What is asked: How many lines in the material below contain the string "shorts"? Reply with the number alone.

Rows from a dataset for labeling boxes:
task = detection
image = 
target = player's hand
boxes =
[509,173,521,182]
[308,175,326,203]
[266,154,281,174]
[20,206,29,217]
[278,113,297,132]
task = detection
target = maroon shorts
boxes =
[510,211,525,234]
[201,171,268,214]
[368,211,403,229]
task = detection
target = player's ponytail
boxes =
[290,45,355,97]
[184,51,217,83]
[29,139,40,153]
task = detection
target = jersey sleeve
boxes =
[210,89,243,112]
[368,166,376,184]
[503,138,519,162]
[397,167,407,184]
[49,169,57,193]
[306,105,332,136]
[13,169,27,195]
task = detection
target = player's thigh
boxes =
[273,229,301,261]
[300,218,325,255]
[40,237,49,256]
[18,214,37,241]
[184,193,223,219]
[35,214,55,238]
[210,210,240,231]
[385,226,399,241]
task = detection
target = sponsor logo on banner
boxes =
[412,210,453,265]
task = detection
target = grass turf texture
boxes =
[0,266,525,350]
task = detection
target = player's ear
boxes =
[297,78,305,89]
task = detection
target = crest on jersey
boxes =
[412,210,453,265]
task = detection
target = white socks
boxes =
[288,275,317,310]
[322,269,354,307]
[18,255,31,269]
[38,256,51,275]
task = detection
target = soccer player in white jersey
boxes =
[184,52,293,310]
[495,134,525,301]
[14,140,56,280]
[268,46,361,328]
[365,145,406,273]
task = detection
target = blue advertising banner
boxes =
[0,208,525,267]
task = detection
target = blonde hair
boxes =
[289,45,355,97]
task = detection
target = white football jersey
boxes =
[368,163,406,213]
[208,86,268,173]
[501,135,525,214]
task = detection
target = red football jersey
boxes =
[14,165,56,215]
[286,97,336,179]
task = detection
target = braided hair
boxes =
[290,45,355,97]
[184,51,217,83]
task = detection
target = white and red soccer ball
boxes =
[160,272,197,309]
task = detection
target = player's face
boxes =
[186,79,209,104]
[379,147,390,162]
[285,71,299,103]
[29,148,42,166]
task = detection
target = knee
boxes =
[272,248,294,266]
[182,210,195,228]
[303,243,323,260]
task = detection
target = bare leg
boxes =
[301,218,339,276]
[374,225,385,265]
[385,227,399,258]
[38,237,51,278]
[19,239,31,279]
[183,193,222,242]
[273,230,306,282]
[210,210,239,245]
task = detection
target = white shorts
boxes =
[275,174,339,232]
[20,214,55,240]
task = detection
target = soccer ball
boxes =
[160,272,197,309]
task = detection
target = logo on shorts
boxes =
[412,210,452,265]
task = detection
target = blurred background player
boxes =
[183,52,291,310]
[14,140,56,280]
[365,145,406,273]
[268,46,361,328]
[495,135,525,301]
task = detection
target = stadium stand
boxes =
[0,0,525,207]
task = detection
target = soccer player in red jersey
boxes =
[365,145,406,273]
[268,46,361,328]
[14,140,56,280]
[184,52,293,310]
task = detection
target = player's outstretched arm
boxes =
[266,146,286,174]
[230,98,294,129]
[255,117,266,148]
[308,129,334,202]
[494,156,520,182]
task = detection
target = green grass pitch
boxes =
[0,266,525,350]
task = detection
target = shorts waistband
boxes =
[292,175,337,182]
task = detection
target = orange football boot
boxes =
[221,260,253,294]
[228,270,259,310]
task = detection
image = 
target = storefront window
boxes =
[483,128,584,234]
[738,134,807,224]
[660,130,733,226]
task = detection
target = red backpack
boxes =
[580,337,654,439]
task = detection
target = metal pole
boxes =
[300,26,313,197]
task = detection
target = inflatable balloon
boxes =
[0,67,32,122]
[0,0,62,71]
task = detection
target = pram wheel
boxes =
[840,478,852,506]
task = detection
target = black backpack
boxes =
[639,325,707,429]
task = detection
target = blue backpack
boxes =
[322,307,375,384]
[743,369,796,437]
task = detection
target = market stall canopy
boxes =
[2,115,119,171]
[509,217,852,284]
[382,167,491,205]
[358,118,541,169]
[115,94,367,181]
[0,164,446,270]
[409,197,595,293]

Solved exercise: 4